[WRITTEN INSTRUCTION]:
Reproduce every row below word for word.

Point labeling dataset excerpts
▼▼▼
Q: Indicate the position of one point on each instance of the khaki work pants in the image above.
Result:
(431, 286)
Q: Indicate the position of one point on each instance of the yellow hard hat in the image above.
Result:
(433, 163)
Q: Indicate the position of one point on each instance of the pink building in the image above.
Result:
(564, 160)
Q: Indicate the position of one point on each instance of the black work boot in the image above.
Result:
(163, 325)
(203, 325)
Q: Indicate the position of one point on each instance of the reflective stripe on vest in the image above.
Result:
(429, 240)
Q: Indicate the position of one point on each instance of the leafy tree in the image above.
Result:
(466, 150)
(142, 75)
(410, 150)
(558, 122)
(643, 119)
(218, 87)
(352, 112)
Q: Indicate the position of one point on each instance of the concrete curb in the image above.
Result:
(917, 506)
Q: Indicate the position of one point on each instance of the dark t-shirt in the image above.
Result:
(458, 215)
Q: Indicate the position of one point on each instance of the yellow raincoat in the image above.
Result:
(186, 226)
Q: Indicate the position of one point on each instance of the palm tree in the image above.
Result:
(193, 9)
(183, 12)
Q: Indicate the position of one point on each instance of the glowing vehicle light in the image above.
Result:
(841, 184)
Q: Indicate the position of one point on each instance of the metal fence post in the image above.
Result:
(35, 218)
▲▲▲
[THE COMPLETED TASK]:
Q: Indicate the position of one point on each instance of the khaki work pants in the image above.
Result:
(431, 286)
Q: Indicate the position of one point on each instance of the yellow hard hat in the image above.
Result:
(433, 163)
Q: Indicate the position of one point on each instance of the pink building in the image above.
Result:
(564, 160)
Q: Indicate the position of one point on each instance of the black work boot in the image above.
Result:
(163, 325)
(203, 325)
Q: Indicate the position of one point on each instance of the reflective stripe on vest in the image above.
Result:
(429, 240)
Q: Indicate the position of one point on each instance of the leafy tree in the image above.
Result:
(466, 150)
(142, 75)
(410, 150)
(558, 122)
(643, 119)
(218, 87)
(352, 112)
Q: Indicate the position of one point on each instance of the concrete curb in the image above.
Result:
(917, 506)
Q: Indicate the position of one point on each instance of the dark t-shirt in the image above.
Result:
(458, 215)
Q: Indicate the position of one point on each instance of the yellow raincoat in the image above.
Result:
(186, 226)
Q: Indicate the position of one point on each instance of the palm tree in the image above.
Result:
(193, 9)
(183, 12)
Q: Indicate the position of one point on each instance of the glowing vehicle light in the image above.
Result:
(841, 184)
Q: Indicate the position of one point on each instance of the metal fence post in the image above.
Result:
(35, 218)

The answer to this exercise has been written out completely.